▶ _Try it_
The lines needed are those below that contain the word "target"; copy each one.

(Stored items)
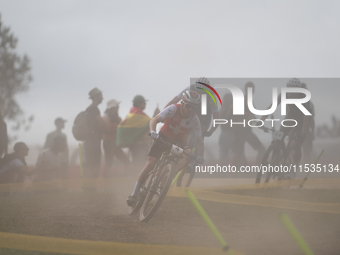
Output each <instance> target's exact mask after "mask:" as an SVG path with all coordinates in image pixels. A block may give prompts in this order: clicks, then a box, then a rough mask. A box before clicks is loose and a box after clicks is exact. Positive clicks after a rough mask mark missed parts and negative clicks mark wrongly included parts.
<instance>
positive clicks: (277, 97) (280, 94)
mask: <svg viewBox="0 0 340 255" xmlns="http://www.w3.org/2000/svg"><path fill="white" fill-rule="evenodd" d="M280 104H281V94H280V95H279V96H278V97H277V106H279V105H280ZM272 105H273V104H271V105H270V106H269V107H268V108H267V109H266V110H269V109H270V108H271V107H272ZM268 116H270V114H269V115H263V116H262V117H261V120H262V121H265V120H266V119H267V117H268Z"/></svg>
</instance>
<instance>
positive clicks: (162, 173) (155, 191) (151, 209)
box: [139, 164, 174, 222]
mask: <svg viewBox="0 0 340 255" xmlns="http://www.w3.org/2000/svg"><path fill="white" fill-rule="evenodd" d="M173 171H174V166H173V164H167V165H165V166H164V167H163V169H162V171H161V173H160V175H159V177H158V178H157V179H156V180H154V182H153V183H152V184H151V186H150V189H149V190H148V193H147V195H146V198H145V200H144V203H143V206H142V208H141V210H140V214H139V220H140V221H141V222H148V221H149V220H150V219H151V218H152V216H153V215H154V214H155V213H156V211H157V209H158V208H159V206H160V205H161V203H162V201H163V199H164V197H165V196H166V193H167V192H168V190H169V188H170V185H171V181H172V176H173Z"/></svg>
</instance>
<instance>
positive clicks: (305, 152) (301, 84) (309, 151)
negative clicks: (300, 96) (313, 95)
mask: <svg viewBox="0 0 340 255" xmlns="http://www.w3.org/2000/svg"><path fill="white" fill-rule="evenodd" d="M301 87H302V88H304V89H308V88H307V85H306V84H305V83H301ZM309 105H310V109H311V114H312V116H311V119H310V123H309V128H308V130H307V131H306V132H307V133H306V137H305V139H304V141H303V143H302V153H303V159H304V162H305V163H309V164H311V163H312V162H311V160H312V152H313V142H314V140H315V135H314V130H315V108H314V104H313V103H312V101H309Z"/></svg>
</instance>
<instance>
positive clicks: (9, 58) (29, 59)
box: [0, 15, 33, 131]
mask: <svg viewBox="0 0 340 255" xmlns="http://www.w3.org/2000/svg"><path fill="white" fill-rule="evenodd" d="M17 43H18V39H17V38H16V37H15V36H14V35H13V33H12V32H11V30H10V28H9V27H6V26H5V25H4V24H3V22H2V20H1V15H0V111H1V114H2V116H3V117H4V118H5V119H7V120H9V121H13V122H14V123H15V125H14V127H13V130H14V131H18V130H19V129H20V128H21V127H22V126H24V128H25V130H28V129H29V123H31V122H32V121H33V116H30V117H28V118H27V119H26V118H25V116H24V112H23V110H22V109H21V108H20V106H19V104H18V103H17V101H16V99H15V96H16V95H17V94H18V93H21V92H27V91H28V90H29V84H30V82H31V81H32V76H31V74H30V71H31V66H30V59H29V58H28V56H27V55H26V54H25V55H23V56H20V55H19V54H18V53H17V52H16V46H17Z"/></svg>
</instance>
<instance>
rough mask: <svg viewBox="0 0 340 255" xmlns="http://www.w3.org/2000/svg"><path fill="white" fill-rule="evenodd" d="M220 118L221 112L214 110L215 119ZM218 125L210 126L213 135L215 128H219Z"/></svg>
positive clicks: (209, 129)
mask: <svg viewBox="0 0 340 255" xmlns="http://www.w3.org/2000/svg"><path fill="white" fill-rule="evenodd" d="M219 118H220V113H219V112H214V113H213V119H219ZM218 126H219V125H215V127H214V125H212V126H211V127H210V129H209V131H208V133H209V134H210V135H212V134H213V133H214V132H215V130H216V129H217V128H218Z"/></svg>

---

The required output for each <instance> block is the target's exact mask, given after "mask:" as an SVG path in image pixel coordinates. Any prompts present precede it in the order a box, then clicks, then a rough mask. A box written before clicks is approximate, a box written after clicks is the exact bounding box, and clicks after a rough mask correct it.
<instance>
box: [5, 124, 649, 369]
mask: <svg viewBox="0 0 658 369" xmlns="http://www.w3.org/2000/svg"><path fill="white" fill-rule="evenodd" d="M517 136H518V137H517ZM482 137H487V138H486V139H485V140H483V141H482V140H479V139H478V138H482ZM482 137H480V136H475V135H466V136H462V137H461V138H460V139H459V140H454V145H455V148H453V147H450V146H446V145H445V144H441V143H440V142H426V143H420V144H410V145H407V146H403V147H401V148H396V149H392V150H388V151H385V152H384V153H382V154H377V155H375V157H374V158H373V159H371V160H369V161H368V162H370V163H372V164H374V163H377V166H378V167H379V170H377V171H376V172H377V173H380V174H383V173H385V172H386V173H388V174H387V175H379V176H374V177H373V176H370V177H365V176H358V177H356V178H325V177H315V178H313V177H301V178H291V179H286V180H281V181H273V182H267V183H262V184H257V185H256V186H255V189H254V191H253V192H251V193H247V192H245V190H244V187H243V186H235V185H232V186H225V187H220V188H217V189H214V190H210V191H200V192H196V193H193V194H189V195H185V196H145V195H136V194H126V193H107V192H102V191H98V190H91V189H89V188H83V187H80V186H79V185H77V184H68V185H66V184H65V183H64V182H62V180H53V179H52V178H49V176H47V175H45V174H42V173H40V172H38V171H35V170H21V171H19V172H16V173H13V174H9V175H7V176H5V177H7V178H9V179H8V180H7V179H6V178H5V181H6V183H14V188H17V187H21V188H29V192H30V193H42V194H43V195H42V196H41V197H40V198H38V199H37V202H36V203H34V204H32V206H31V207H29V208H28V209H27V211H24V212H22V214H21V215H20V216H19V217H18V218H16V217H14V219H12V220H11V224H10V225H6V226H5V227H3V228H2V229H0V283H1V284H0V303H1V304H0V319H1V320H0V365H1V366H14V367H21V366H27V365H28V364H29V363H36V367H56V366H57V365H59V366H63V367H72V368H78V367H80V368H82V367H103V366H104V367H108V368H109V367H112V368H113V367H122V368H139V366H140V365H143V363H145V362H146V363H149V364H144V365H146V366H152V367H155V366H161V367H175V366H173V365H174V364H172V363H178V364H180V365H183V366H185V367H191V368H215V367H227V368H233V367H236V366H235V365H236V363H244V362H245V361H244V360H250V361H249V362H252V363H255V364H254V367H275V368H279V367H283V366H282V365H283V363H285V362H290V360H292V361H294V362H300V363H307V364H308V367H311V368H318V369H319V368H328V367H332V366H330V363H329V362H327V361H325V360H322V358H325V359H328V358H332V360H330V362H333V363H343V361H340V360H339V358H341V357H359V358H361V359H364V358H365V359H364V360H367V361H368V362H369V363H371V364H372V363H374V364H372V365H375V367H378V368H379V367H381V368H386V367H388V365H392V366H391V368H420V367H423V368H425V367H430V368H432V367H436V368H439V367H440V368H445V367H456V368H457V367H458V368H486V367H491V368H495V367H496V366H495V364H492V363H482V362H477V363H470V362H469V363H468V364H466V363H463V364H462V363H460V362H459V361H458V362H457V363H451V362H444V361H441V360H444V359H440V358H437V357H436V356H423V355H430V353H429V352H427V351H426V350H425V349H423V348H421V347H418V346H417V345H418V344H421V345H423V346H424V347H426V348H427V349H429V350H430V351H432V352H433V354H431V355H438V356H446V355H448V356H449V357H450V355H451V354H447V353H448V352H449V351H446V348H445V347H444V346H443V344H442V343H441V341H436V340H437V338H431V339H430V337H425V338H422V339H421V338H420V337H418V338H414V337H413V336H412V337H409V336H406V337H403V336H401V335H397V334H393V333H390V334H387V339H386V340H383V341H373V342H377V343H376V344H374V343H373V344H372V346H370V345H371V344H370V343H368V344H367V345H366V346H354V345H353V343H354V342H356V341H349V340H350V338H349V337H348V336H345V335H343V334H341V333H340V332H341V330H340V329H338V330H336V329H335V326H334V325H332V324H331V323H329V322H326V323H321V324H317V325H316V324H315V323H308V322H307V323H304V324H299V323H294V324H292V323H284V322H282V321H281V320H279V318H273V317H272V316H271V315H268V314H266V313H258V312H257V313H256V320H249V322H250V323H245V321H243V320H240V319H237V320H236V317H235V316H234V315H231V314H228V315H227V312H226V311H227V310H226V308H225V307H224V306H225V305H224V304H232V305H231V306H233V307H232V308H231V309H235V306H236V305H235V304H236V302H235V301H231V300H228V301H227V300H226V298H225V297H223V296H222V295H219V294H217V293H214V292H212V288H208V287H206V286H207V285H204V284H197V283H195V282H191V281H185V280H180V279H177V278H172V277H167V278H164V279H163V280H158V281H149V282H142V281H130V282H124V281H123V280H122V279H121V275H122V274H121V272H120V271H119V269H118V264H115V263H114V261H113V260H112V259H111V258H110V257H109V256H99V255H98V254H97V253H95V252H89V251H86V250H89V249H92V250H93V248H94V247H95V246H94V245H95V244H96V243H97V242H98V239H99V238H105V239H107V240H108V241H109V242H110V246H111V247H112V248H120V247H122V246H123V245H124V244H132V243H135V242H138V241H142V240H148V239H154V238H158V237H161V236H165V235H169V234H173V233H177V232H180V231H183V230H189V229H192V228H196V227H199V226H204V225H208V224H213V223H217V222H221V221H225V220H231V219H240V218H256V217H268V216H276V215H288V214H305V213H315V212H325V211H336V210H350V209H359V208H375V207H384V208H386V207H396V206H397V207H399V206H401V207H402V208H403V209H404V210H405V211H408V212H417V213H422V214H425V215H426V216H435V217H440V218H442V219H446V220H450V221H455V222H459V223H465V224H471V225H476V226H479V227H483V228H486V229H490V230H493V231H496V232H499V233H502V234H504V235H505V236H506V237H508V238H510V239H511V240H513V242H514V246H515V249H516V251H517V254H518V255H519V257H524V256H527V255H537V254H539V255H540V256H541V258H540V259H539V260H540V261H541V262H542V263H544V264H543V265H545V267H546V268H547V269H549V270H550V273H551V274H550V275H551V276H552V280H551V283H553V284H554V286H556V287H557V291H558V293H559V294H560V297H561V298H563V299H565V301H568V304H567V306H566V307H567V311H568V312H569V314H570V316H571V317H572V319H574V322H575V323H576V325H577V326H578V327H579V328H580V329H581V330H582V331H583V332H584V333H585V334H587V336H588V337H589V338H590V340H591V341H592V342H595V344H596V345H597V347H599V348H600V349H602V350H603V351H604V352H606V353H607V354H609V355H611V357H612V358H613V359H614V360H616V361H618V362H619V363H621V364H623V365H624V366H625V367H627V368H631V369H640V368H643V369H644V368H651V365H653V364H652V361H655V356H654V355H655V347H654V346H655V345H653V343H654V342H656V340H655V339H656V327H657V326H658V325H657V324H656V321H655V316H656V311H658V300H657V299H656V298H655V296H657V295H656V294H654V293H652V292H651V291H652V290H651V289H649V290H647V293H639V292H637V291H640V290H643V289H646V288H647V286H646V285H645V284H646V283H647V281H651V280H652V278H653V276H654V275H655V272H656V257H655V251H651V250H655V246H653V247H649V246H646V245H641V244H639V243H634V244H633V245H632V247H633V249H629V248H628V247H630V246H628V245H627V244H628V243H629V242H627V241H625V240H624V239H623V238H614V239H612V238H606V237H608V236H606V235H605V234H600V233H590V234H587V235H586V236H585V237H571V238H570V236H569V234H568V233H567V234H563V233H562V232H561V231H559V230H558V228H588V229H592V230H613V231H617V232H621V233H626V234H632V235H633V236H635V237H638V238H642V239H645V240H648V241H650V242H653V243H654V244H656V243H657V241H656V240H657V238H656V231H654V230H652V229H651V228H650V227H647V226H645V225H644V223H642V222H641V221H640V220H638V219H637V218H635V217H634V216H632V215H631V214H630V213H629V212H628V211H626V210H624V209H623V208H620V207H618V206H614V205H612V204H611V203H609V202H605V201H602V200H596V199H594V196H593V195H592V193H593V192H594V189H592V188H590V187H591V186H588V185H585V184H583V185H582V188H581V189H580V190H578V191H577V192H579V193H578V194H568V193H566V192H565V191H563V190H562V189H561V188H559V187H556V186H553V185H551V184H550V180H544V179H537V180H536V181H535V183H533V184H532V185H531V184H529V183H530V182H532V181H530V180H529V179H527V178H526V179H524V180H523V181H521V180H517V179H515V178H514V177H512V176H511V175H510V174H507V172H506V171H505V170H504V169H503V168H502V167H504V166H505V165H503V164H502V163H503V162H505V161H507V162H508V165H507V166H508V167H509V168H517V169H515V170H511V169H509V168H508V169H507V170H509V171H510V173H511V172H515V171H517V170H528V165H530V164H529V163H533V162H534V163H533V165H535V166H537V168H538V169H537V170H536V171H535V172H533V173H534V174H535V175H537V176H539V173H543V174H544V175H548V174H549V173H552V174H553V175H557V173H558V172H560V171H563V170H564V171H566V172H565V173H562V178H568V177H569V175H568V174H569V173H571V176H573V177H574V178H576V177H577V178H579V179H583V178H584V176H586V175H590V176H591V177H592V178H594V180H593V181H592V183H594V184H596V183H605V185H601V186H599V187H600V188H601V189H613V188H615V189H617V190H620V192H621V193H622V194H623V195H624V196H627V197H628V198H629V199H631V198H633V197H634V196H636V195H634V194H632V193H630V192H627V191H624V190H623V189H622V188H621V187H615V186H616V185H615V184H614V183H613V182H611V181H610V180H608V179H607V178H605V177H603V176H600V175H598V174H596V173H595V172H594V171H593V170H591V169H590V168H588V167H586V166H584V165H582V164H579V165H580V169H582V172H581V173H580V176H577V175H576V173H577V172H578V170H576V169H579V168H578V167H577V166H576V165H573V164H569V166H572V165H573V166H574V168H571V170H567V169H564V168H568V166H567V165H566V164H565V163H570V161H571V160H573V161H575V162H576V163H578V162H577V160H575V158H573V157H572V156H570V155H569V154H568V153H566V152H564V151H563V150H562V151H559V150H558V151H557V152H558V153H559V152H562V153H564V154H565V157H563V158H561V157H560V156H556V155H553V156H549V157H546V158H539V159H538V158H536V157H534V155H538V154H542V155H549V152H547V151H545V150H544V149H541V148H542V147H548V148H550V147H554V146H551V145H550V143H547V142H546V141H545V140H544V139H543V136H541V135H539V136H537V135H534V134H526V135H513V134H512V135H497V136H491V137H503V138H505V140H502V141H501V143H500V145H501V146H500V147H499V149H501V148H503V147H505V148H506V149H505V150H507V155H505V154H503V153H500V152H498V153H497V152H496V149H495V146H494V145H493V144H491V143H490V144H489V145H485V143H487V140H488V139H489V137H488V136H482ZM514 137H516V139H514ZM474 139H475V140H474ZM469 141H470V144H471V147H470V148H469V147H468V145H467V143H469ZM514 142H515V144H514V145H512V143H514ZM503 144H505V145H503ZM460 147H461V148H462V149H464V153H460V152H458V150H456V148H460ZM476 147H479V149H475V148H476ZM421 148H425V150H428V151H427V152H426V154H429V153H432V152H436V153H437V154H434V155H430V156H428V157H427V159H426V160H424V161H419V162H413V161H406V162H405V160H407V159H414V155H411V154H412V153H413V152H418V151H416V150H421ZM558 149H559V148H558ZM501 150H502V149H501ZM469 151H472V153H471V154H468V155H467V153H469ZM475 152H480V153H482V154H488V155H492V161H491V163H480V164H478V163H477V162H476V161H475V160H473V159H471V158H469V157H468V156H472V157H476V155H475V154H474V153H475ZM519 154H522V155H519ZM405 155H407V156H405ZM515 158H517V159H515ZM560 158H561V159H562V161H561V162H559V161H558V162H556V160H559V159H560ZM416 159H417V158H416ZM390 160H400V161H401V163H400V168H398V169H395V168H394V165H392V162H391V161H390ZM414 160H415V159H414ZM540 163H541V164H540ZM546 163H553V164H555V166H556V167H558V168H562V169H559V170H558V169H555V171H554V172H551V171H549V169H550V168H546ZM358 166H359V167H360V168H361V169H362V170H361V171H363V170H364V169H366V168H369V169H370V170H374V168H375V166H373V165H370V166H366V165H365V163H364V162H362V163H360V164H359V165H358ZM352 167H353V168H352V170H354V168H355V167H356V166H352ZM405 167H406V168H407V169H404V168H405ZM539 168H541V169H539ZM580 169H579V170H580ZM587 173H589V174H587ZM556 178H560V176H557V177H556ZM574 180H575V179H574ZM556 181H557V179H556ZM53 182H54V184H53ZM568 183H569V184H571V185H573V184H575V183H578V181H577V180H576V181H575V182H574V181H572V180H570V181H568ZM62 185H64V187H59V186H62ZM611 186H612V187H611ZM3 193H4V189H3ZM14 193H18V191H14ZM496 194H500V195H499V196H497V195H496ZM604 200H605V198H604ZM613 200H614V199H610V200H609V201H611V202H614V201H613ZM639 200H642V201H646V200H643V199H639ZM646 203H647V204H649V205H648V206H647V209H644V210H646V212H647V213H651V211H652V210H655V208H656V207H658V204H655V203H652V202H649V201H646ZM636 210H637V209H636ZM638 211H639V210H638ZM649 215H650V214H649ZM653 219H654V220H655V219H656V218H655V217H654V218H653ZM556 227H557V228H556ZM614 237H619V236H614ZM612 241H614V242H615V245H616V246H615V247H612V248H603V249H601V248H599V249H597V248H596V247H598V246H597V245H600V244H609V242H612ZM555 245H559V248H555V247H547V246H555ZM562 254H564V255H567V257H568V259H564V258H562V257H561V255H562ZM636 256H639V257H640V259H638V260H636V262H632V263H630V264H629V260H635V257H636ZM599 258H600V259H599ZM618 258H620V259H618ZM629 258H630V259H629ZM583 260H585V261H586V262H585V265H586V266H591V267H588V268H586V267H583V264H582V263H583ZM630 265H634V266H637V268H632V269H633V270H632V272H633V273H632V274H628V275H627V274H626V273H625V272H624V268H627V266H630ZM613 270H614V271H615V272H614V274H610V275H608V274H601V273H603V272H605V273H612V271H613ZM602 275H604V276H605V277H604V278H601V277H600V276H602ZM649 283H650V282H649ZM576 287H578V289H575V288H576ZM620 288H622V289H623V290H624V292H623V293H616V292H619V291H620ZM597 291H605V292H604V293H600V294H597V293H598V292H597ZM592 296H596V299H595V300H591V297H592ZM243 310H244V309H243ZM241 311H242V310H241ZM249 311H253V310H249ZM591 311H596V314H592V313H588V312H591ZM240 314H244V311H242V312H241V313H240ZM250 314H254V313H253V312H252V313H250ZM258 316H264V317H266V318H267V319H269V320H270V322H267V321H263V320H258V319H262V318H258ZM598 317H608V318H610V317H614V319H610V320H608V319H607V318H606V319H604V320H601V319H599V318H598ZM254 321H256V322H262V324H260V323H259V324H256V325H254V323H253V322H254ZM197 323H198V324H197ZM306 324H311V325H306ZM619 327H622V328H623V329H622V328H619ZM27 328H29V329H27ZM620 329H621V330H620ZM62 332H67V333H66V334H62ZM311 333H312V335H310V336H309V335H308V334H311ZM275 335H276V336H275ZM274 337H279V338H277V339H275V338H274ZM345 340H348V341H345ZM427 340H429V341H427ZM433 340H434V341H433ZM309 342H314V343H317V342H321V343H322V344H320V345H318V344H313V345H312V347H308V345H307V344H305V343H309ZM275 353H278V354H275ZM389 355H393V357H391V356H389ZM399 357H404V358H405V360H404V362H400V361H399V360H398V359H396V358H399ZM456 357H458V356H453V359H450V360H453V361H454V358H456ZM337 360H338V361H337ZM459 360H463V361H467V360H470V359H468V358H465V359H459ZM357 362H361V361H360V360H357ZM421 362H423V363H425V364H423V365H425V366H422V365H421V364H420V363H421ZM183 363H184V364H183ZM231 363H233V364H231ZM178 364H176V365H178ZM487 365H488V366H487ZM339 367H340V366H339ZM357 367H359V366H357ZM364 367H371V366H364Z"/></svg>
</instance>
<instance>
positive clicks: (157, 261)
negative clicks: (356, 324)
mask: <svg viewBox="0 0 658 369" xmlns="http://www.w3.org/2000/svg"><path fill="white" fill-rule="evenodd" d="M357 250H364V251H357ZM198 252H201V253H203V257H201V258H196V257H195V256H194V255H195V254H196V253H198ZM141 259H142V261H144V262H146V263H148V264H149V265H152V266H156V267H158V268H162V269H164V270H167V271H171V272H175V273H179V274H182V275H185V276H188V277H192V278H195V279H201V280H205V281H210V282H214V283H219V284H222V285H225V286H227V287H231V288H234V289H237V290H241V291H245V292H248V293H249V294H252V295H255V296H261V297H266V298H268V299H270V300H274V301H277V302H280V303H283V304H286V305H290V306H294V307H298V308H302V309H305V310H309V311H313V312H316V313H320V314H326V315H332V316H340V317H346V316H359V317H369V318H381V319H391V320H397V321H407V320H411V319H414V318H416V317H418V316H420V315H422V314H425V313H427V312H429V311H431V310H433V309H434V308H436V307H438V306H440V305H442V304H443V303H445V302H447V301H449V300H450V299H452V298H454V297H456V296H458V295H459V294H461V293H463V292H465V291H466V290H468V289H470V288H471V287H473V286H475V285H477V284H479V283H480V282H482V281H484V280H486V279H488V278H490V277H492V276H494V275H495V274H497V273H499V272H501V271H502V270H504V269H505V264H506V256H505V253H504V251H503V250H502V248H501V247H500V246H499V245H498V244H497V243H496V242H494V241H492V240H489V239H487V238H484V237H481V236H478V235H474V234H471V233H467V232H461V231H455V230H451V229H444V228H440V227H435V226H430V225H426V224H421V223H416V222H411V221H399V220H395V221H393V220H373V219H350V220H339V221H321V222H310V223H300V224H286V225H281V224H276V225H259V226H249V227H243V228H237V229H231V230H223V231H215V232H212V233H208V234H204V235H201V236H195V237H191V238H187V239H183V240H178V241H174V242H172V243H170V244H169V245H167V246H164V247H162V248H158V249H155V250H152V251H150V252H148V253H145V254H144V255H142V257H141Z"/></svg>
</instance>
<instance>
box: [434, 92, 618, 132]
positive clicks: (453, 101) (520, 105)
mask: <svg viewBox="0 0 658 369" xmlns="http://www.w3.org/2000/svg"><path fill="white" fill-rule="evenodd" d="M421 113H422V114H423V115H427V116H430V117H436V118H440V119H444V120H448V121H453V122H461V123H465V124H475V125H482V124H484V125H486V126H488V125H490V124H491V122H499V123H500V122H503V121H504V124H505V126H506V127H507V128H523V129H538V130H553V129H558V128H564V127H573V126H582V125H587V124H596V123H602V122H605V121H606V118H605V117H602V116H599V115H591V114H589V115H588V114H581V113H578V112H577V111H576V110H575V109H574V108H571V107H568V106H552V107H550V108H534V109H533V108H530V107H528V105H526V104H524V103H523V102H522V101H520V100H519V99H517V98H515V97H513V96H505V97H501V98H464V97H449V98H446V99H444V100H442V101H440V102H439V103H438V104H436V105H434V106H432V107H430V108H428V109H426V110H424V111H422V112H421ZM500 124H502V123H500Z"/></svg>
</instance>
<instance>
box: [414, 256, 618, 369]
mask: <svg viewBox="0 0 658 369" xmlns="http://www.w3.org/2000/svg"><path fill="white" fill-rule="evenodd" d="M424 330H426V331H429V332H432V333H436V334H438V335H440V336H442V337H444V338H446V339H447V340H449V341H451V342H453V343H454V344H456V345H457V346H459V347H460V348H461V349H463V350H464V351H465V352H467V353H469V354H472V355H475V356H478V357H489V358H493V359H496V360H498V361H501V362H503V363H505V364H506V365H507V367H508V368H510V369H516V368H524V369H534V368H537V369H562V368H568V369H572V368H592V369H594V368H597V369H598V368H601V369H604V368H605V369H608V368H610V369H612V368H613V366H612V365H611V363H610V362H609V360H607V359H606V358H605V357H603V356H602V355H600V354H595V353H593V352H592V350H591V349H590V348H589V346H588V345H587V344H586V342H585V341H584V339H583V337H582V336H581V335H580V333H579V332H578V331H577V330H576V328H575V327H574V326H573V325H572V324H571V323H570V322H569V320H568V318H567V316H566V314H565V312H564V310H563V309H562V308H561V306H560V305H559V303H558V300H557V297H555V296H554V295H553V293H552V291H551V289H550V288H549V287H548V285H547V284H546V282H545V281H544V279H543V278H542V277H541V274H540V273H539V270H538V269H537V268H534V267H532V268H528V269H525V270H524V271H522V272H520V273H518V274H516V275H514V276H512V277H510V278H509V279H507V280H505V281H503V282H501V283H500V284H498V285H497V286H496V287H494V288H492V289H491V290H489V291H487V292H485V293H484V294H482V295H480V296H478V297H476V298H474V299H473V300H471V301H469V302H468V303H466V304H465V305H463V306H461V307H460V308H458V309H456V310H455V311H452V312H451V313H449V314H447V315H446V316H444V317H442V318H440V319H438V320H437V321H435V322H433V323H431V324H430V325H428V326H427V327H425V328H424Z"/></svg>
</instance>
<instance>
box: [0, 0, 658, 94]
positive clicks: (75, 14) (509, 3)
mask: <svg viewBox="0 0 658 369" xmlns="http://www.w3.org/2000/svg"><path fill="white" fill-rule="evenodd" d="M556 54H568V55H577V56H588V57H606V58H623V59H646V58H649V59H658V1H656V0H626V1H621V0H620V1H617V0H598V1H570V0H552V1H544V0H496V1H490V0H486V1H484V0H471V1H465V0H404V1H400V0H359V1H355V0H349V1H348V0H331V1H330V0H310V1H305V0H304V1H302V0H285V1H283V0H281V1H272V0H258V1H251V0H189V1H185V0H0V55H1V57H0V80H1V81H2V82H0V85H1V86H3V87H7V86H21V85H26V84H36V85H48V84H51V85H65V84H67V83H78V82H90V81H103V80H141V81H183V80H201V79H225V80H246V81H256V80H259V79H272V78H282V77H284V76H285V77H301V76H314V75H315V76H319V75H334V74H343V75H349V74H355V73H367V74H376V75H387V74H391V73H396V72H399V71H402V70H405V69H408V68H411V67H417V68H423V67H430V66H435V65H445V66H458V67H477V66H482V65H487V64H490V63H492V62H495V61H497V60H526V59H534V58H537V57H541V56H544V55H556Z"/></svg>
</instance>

▶ _Output of the task_
Output each <instance> target's exact mask after "mask:" as an SVG path with all coordinates in image pixels. A block may give prompts in this order: clicks, then a box, then a rough mask. A box before clicks is loose and a box after clicks is exact. Positive clicks after a rough mask mark missed parts and negative clicks mark wrongly included parts.
The required output for each <instance> block is the target's exact mask, given after "mask:" as an SVG path in image pixel coordinates. Any prompts present precede it in the order a box, then clicks, then a rough mask. A box written before clicks is approximate, a box written after clicks is the exact bounding box, and clicks after a rough mask correct it.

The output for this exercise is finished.